> **Exercise prompt**
Extract every line of the data below that contains the word "cloud" and copy each one in full. Matching is case-sensitive.

> **Rows**
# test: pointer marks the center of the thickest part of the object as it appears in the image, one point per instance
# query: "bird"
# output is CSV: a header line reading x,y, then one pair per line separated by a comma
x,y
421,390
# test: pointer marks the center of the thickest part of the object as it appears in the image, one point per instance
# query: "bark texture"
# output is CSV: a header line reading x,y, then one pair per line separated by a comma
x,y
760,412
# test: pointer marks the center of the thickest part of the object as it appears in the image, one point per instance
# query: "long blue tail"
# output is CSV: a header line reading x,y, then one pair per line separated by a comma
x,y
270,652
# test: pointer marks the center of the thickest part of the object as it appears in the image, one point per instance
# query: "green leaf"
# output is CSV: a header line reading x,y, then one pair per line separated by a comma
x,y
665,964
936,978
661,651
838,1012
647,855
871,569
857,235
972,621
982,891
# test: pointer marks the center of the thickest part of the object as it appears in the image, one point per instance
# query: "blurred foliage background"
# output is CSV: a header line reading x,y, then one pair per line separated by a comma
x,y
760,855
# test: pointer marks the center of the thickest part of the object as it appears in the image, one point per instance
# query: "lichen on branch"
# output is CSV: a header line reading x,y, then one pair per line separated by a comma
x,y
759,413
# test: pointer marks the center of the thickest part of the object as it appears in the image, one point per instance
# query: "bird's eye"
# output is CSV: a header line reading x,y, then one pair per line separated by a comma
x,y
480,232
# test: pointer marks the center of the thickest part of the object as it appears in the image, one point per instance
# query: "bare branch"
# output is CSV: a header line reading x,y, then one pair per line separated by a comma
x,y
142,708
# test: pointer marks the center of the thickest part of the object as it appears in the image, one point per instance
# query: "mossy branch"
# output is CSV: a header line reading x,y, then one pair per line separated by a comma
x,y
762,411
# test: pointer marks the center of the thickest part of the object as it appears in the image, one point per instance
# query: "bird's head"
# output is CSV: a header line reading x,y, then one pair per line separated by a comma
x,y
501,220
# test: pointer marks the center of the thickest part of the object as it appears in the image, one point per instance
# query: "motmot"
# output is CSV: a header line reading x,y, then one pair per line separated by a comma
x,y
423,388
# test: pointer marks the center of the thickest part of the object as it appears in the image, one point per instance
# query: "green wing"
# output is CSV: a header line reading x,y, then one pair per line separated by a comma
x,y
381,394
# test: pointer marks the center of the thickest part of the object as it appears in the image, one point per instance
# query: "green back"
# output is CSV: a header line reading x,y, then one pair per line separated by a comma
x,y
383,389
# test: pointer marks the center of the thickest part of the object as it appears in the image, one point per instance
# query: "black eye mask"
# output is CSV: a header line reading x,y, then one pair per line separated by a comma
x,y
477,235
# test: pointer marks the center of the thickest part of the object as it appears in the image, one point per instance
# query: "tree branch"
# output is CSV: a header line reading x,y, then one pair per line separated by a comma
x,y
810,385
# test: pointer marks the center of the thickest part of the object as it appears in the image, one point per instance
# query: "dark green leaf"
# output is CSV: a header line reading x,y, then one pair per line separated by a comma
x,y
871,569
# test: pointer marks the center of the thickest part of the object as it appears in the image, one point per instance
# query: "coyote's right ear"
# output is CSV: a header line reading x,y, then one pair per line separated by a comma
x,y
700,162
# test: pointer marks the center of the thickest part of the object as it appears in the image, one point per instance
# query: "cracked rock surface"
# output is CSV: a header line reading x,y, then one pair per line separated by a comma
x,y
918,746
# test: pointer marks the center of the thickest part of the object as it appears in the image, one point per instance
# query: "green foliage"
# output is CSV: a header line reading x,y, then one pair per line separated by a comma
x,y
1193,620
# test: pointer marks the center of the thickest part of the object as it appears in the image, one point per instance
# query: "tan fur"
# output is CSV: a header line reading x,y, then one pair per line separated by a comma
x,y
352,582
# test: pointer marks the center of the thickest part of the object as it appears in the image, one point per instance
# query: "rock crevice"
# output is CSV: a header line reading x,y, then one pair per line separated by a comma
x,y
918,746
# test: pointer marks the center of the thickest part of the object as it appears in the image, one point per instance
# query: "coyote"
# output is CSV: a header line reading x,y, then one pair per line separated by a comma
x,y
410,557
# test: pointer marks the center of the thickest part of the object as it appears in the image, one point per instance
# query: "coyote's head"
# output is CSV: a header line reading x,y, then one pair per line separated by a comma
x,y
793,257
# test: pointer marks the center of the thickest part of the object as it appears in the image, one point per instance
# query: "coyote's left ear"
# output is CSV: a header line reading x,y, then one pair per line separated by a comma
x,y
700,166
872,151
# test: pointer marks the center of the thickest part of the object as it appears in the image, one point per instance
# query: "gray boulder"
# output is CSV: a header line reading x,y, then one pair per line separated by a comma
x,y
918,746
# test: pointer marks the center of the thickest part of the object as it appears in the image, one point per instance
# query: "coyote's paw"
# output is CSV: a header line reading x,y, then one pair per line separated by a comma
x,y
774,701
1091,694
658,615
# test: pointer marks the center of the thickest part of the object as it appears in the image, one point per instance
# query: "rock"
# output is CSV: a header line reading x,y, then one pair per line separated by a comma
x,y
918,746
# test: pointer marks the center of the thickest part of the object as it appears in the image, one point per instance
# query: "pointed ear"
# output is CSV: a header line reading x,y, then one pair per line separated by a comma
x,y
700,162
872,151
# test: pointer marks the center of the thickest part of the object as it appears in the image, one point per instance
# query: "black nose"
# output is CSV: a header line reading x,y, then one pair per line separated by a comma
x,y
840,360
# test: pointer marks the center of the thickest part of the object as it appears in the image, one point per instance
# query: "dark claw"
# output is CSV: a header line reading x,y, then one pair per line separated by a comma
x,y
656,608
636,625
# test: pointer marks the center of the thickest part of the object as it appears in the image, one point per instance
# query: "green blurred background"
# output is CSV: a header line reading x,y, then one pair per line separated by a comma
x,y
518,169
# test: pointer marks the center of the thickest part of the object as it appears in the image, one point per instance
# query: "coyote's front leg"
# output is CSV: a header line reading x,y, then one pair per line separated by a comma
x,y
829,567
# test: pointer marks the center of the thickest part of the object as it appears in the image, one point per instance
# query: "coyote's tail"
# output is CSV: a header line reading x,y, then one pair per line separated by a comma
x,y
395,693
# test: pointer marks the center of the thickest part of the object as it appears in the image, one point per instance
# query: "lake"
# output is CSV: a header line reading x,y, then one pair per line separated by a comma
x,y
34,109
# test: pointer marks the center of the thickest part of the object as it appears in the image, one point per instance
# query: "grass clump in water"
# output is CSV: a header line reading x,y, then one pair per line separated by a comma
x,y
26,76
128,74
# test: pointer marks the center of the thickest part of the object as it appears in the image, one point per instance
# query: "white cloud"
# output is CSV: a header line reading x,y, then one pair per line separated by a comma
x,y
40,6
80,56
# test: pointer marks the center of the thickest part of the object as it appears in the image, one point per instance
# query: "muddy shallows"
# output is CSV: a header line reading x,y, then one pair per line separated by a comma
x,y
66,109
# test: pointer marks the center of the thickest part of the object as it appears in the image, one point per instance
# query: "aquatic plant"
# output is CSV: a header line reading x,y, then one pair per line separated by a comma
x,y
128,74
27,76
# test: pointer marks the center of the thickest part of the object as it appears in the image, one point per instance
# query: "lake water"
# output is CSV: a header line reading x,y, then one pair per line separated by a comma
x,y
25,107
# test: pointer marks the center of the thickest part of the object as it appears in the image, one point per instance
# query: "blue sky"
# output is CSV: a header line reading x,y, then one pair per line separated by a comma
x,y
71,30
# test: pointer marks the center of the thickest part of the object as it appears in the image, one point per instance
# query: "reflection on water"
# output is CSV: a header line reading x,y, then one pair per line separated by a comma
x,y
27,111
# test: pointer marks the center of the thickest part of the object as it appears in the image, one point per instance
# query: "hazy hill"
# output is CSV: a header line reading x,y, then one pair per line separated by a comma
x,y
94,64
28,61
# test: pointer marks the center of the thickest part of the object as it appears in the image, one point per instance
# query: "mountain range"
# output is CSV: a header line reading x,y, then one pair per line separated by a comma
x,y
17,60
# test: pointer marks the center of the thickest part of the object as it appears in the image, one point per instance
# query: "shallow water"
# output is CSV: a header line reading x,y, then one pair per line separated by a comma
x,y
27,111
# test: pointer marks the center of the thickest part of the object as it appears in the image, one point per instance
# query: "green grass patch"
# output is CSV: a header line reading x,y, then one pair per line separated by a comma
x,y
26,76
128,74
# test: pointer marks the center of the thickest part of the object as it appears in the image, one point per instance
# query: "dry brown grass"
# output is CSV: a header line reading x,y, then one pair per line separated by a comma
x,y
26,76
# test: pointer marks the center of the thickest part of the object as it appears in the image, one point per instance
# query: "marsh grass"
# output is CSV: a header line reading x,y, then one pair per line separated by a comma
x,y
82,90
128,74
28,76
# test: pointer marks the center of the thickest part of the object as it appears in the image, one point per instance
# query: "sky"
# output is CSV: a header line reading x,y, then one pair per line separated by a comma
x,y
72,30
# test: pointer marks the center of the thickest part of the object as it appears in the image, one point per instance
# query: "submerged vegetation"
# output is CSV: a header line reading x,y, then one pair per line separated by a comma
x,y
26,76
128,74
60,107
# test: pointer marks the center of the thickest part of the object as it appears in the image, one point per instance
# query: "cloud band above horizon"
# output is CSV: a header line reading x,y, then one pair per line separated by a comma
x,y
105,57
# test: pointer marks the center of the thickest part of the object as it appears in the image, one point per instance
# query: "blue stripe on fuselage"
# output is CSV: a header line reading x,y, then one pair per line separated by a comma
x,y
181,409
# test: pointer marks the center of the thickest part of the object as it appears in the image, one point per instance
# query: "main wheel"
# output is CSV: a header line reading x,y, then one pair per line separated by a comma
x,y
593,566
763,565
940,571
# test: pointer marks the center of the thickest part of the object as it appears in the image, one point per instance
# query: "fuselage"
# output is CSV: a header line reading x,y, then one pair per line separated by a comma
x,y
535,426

> **Correct answer**
# query: "white cloud"
# query: "cloud band above horizon"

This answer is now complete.